THE DATA START

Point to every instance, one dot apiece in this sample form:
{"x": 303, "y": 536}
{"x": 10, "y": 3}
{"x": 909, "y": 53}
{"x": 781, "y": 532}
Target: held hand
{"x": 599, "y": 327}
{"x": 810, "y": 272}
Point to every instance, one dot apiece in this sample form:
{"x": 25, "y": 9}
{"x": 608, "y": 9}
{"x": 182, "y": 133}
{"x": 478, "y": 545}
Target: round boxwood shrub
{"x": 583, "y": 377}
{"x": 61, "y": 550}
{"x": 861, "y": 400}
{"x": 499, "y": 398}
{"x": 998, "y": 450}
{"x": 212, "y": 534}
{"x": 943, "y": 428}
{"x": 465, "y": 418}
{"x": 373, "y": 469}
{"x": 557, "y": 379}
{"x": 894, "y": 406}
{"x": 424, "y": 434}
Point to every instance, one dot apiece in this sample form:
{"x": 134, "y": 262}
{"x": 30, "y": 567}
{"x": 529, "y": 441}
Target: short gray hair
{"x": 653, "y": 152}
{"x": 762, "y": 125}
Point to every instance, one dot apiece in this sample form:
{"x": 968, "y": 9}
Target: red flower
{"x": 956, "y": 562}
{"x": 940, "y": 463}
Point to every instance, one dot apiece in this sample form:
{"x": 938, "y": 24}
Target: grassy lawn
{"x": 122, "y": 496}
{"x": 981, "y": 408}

THE DATA END

Would you write the records out again, word for word?

• **ANSWER BOX**:
Point to every instance, one dot apiece in this sample form:
{"x": 303, "y": 536}
{"x": 10, "y": 3}
{"x": 909, "y": 53}
{"x": 781, "y": 532}
Target: held hand
{"x": 599, "y": 327}
{"x": 810, "y": 272}
Point to every instance, one dot apiece in this sample form:
{"x": 25, "y": 9}
{"x": 608, "y": 9}
{"x": 182, "y": 133}
{"x": 478, "y": 545}
Target: round boxwood shrub
{"x": 583, "y": 377}
{"x": 61, "y": 550}
{"x": 861, "y": 400}
{"x": 499, "y": 398}
{"x": 998, "y": 450}
{"x": 212, "y": 534}
{"x": 943, "y": 428}
{"x": 465, "y": 418}
{"x": 373, "y": 469}
{"x": 557, "y": 379}
{"x": 894, "y": 406}
{"x": 424, "y": 434}
Point to every instance, one dot apiece in this sample form:
{"x": 134, "y": 262}
{"x": 30, "y": 567}
{"x": 529, "y": 441}
Target: short gray hair
{"x": 653, "y": 152}
{"x": 762, "y": 125}
Point to every instance, one dot apiece in this sample form:
{"x": 968, "y": 9}
Target: red flower
{"x": 956, "y": 562}
{"x": 940, "y": 463}
Point to every instance, one dot apiece in this sample form:
{"x": 938, "y": 24}
Target: grassy lawn
{"x": 122, "y": 496}
{"x": 981, "y": 408}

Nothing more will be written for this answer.